-- start EXTRACTED TEXT --
Did you watch the show?

FTR could get a dominant win over New Japan’s tag champs and collect more titles.

Hook has had ten matches so far. He is fighting someone from New Japan’s prospects on Rampage. A majority of “rookies” are not on TV their first year or two. They are carefully curating the careers of Hook and Jade Cargill at this point.

That is all that needs to be believed in that response. The rest is pretty much a fact. Wardlow having one off week in an underwhelming angle wouldn’t hurt anyone. Only hyper reactionaries and those who don’t even watch would be so hyperbolic.

MJF “quit” AEW. He can’t show his face three weeks later. This isn’t the other American companies from earlier this century.

The Forbidden Door is a one off extra PPV. It could become an annual event and the New Japan roster will be more familiar..,for those brave enough to watch such an apparently intimidating show like Forbidden Door.

If you like AEW just skip FD and Monday will be a new week and a new PPV cycle leading to All Out. There is plenty of regular AEW on Dark Elevation, plain old regular Dark and most of Rampage. Enjoy.


----------



## Ultimo Duggan (Nov 19, 2021)

DRose1994 said:


> Have to figure Danielson’s surprise is Cesaro, right? Who else could it be? Solid segment to open the show by Bryan. I think AEW would benefit from having guys be clear heels and babyfaces. He started out as a baby face but then at the end basically said “I’m still a heel.” I don’t see how it’s not beneficial to clearly present your talent as either baby face or heel.
-- end EXTRACTED TEXT --
-- start PROVIDED RECORDS --
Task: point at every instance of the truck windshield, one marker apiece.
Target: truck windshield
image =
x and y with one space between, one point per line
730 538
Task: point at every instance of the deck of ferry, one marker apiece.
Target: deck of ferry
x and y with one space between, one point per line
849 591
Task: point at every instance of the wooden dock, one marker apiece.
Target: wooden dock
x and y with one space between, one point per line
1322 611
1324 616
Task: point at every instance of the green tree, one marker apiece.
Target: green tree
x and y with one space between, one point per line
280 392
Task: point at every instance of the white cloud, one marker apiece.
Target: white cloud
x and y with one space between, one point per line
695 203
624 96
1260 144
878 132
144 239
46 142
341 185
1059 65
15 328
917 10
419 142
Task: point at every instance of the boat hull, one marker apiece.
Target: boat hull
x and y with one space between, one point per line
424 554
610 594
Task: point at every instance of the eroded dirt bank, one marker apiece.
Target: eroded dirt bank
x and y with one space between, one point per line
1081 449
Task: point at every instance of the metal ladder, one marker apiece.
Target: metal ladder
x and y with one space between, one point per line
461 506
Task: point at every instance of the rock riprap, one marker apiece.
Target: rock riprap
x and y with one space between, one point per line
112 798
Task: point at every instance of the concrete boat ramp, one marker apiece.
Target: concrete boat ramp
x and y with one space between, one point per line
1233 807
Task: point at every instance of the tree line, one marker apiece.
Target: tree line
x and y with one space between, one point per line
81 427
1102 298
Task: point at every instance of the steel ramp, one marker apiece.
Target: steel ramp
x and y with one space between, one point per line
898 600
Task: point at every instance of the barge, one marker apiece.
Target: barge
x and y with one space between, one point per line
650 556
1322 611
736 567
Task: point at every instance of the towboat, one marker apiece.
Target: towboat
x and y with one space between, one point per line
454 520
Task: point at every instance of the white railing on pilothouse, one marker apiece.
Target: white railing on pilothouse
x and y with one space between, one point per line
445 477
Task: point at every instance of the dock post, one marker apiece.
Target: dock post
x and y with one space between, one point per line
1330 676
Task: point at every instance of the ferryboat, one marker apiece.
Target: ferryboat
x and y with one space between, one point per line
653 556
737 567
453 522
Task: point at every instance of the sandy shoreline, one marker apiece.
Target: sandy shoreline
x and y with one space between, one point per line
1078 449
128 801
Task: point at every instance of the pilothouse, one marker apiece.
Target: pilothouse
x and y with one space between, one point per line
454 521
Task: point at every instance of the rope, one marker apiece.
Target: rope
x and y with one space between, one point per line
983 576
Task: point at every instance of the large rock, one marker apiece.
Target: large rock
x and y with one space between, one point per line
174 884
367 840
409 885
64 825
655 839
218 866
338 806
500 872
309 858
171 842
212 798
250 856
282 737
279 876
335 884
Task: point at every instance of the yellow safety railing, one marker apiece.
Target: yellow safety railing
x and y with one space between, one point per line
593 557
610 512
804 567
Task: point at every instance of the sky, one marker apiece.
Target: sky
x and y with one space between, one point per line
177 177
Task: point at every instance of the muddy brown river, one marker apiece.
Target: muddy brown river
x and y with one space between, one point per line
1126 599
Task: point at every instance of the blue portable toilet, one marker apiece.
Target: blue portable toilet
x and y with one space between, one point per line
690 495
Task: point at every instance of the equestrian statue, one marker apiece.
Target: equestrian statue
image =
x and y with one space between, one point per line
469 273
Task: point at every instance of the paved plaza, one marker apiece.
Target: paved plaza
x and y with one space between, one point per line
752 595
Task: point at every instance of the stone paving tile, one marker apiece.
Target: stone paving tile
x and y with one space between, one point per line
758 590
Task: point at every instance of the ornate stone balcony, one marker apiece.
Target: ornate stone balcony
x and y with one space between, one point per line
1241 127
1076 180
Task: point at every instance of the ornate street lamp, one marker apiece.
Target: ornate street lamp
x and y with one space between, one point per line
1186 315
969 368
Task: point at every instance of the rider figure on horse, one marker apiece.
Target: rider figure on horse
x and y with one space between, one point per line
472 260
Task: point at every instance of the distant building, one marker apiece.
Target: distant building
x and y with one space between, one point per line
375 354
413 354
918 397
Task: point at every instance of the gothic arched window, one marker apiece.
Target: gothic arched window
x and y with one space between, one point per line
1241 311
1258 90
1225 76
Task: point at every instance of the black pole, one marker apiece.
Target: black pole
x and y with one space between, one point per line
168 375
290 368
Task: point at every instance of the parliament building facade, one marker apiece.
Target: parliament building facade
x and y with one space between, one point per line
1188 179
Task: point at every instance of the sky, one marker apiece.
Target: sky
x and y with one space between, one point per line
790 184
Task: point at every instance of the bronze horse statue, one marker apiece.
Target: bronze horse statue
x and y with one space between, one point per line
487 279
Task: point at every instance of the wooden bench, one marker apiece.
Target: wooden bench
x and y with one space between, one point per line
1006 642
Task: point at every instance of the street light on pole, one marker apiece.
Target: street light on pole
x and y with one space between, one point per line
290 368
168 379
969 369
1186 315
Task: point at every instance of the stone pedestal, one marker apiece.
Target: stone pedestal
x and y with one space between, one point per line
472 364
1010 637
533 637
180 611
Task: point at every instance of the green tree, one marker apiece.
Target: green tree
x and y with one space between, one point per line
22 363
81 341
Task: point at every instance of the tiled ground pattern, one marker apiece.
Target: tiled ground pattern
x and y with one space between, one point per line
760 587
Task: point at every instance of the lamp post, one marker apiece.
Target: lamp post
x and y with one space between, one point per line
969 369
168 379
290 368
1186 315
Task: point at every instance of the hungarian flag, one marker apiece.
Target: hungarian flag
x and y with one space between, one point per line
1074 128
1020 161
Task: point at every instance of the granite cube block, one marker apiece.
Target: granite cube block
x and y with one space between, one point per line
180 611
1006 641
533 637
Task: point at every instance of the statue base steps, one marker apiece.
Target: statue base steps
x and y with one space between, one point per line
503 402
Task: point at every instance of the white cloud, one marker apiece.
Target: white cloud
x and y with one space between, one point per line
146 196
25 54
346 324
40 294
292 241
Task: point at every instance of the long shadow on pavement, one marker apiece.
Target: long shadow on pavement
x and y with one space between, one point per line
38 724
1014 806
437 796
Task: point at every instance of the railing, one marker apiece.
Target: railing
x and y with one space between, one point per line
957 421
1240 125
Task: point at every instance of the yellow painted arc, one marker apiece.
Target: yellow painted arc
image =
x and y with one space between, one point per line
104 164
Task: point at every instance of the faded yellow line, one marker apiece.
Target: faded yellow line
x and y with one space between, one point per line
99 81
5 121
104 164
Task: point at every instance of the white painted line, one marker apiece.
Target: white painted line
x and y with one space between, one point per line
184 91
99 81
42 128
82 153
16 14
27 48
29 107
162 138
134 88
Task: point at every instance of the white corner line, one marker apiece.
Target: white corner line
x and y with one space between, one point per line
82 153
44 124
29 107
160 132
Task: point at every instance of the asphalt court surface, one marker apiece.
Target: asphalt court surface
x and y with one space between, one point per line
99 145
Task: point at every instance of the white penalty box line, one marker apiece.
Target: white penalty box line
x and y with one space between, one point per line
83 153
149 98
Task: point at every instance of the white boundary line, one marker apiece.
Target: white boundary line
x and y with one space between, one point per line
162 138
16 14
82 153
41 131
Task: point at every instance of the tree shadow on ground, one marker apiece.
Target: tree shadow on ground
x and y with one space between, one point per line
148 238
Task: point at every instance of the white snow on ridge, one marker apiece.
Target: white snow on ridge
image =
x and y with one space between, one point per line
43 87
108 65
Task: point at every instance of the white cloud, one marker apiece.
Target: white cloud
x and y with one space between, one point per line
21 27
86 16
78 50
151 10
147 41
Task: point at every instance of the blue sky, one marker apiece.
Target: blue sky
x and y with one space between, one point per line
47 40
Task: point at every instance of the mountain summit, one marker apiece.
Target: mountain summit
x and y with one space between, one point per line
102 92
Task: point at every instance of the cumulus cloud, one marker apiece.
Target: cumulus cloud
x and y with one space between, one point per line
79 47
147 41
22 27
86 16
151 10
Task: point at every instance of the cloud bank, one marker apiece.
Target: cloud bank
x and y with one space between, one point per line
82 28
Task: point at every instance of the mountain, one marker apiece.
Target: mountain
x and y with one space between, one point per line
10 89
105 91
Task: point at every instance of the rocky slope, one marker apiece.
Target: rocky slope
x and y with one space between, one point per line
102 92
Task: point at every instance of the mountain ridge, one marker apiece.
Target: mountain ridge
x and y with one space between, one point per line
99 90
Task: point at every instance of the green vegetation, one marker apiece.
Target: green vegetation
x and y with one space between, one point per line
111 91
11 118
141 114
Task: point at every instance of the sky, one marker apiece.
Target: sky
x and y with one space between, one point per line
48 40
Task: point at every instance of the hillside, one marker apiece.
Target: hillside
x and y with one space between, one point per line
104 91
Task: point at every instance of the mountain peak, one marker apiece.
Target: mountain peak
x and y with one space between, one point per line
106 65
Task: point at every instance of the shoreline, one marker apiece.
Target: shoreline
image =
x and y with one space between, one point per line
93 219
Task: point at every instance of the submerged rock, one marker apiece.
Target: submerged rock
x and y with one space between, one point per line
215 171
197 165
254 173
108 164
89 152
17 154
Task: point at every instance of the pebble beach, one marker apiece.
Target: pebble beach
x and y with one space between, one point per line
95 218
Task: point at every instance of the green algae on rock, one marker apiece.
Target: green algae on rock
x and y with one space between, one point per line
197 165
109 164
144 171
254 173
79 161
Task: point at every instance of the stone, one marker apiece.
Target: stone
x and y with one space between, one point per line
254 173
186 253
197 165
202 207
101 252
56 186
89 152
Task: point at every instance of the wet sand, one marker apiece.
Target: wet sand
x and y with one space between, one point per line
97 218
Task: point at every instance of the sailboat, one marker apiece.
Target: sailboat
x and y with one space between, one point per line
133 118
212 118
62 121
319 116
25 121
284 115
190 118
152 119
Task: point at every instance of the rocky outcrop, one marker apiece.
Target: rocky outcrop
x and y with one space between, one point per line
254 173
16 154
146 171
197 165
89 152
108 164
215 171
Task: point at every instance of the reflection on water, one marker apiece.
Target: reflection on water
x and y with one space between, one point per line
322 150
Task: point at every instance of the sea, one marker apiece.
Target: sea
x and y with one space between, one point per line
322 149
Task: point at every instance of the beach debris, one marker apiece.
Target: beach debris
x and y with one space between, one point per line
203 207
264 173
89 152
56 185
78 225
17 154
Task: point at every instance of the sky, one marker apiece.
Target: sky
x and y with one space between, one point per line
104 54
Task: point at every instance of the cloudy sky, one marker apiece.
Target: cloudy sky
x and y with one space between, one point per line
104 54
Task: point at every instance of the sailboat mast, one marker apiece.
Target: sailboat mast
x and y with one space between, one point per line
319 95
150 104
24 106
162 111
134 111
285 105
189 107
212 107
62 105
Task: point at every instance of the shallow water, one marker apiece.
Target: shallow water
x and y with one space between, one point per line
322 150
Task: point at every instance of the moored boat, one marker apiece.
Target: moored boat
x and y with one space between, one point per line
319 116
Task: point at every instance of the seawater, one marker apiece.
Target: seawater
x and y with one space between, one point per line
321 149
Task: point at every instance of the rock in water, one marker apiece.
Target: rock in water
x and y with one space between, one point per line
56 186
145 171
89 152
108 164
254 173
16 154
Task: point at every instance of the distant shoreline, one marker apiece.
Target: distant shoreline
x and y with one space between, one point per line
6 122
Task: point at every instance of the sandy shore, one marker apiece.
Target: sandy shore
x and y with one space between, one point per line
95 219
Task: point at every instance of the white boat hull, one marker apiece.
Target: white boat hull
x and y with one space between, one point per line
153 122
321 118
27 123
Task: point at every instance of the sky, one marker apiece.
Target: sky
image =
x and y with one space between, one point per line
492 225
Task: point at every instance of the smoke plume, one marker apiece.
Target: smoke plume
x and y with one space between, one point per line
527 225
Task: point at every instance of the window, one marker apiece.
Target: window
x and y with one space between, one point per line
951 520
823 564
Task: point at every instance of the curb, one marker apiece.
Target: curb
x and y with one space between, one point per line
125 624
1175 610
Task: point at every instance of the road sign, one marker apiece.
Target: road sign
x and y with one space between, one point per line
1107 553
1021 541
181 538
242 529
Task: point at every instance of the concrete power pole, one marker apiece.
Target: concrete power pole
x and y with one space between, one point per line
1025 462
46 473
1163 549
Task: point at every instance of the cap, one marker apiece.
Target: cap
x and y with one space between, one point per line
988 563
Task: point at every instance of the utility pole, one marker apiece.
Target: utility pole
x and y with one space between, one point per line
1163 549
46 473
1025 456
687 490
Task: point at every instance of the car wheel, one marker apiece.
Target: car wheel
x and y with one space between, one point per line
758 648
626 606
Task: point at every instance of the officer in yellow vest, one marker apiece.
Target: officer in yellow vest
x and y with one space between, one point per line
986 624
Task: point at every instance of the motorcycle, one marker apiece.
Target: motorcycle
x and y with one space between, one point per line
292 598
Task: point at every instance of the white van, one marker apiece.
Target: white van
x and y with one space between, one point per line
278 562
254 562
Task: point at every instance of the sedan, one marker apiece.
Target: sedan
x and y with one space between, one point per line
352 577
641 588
-- end PROVIDED RECORDS --
### WRITTEN TASK
Could you carry the AEW forum thread on from the point where it stops?

### REPLY TO THE EXERCISE
> 
> Didn’t really enjoy the OC/Trent/Romero trios match. Osperay is great in the ring and has an attitude and demeanor, but he gets dragged down a bit here. These guys just aren’t serious enough.
> 
> ...


Wheeler Yuta was in New Japan for the BOSJ tournament. Isn’t he also in a six man tag opposite Jericho on the actual PPV? That is a good push for the third and likely now fourth man in a stable once Claudio Castagnoli or whoever else debuts against ZSJ at FD.


----------



## Jedah (Jul 16, 2017)

I have to say...this was a pretty terrible Dynamite for the most part. Arguably the worst I've ever seen. It couldn't hold my attention beyond a few segments.

Aside from the Christian promo, Black vs. Pentagon, and Okada's appearance, this show sucked.

Forbidden Door should have been in the middle of July, not June. There's been no room to do a proper build. AEW is really showing its weakness with Punk, Danielson, and MJF all out. Moxley and Jericho can't carry this show on their own the way they did before.


----------



## redban (Feb 16, 2007)

Ya'll getting excited about Okada appearance. Put yourself in my position (and I'm sure most viewers are in a similar position) -- I've never seen Okada in a ring before last night. I have never heard him talk. I've never seen him wrestle. I don't know what his gimmick is. I don't know what his finishing move is. Why exactly am I supposed to get excited for him when I don't know anything about him? AEW made no effort to introduce him to their audience. They expectin' us to google search the fella?


----------



## DrJamesMartin (10 mo ago)

The women’s division is fucking horrible.


----------



## Moonlight_drive (Oct 8, 2008)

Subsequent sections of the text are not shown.